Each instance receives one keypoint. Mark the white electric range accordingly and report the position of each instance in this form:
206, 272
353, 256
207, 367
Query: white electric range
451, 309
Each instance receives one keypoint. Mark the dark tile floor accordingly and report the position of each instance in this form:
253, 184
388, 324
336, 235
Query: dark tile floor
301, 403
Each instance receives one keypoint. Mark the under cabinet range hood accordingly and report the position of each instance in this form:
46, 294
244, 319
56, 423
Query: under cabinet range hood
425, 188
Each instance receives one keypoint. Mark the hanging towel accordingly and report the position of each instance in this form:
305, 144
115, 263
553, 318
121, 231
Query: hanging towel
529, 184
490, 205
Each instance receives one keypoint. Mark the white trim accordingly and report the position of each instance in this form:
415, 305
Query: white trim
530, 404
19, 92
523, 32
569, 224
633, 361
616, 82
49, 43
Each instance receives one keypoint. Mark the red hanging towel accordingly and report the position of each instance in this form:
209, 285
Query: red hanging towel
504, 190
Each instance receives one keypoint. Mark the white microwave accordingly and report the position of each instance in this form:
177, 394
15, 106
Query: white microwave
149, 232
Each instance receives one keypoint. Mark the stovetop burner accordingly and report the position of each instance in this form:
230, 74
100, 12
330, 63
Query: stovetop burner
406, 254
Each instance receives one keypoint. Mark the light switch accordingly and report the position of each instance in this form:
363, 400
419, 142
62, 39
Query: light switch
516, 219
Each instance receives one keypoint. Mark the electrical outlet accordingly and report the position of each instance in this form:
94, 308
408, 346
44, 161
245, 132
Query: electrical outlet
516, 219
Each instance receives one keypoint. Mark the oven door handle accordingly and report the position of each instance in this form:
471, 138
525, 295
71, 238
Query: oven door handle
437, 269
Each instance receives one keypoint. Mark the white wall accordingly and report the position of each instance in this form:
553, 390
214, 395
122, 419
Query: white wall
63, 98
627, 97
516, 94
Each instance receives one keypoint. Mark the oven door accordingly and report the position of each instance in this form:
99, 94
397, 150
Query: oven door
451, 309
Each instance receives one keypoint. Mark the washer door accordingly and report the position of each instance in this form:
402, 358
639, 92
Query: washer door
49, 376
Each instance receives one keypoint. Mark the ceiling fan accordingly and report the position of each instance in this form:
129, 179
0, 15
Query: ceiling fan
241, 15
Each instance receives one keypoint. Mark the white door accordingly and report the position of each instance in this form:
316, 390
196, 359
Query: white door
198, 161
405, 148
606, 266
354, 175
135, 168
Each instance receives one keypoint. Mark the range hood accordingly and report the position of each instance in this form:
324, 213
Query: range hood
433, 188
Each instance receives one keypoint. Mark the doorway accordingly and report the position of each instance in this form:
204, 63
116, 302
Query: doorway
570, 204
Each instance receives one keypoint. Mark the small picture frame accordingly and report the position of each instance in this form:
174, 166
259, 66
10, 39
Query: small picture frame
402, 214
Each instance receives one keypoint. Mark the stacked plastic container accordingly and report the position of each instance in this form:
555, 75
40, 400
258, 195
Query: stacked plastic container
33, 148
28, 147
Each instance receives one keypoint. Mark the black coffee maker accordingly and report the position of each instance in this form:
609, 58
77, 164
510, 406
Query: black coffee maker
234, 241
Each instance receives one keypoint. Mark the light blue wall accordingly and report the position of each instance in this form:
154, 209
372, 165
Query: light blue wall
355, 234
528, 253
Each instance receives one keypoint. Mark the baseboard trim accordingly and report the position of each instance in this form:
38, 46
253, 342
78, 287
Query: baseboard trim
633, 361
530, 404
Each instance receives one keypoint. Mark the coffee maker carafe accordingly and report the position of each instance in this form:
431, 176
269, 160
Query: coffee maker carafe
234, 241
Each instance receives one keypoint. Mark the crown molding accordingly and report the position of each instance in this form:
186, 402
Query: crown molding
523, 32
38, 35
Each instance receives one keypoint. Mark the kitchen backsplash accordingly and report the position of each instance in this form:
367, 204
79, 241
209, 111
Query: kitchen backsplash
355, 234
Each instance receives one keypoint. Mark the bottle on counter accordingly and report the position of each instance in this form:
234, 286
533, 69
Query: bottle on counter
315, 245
= = = =
- Activity: Only the lines from the one containing "Each instance receives one keypoint. Mark the bottle" through the last line of the records are to be set down, exactly as they appear.

- Solution below:
Each instance receives one keypoint. Mark the bottle on counter accordingly and report the position of each instance in this form:
234, 286
533, 69
Query: bottle on counter
315, 245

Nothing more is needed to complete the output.